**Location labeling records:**
'''

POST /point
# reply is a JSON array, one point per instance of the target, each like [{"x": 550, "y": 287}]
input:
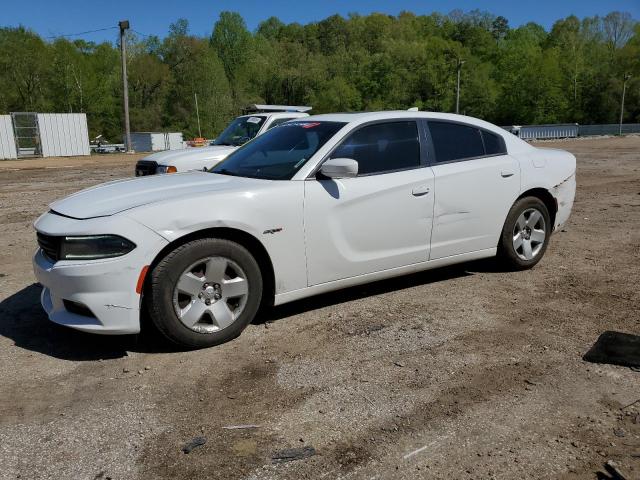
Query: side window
[
  {"x": 454, "y": 141},
  {"x": 277, "y": 122},
  {"x": 382, "y": 147},
  {"x": 493, "y": 144}
]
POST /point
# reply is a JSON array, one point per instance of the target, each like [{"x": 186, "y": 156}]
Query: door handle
[{"x": 420, "y": 191}]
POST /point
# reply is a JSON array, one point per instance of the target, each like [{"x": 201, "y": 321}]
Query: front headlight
[
  {"x": 166, "y": 169},
  {"x": 94, "y": 247}
]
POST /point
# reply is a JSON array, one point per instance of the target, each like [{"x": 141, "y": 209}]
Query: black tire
[
  {"x": 159, "y": 300},
  {"x": 507, "y": 254}
]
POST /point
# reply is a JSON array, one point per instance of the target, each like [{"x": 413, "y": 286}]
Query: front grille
[
  {"x": 50, "y": 246},
  {"x": 146, "y": 167}
]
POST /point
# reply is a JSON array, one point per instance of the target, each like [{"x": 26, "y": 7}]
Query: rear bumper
[{"x": 564, "y": 193}]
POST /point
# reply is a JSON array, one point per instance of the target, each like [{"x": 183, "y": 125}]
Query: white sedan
[{"x": 311, "y": 206}]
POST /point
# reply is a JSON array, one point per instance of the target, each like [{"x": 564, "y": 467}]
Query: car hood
[
  {"x": 113, "y": 197},
  {"x": 169, "y": 157}
]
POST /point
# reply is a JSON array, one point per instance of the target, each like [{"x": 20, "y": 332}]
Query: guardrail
[{"x": 569, "y": 130}]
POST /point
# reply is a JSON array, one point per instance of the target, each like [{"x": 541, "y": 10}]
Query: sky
[{"x": 153, "y": 17}]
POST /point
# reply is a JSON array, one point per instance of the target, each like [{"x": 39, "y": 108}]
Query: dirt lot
[{"x": 464, "y": 372}]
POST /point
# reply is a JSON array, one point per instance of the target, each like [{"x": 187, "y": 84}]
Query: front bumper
[
  {"x": 107, "y": 290},
  {"x": 102, "y": 292}
]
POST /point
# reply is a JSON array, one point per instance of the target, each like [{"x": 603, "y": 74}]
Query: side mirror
[{"x": 339, "y": 168}]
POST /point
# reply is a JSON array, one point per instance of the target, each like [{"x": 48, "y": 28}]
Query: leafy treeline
[{"x": 524, "y": 75}]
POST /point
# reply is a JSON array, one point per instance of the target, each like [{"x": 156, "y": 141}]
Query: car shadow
[
  {"x": 376, "y": 288},
  {"x": 23, "y": 320}
]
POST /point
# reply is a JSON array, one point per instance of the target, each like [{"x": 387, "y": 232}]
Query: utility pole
[
  {"x": 624, "y": 90},
  {"x": 460, "y": 63},
  {"x": 197, "y": 115},
  {"x": 124, "y": 25}
]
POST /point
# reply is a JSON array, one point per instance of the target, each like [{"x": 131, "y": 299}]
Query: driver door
[{"x": 380, "y": 219}]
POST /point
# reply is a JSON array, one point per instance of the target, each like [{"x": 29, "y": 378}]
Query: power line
[
  {"x": 143, "y": 34},
  {"x": 82, "y": 33}
]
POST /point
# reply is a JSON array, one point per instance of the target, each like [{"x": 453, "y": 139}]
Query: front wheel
[
  {"x": 525, "y": 234},
  {"x": 205, "y": 292}
]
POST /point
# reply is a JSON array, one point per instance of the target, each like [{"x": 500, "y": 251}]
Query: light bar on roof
[{"x": 277, "y": 108}]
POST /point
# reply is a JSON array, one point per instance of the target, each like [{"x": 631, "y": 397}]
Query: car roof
[{"x": 277, "y": 114}]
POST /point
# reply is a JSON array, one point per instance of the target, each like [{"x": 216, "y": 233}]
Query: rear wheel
[
  {"x": 525, "y": 234},
  {"x": 205, "y": 292}
]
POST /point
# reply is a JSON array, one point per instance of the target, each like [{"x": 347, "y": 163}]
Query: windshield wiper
[{"x": 224, "y": 171}]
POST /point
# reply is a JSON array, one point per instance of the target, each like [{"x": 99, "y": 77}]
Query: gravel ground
[{"x": 463, "y": 372}]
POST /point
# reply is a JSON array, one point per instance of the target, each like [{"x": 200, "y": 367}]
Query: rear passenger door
[{"x": 476, "y": 182}]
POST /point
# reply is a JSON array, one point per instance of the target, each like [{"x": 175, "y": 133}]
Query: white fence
[
  {"x": 63, "y": 134},
  {"x": 539, "y": 132},
  {"x": 156, "y": 141},
  {"x": 7, "y": 140}
]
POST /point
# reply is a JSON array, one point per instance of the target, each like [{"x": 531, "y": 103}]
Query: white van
[{"x": 239, "y": 132}]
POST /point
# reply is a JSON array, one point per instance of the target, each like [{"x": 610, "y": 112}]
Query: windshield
[
  {"x": 279, "y": 153},
  {"x": 240, "y": 131}
]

'''

**Requirement:** Return every line above that contains the word "bumper".

**Exercise solution:**
Query: rear bumper
Query: front bumper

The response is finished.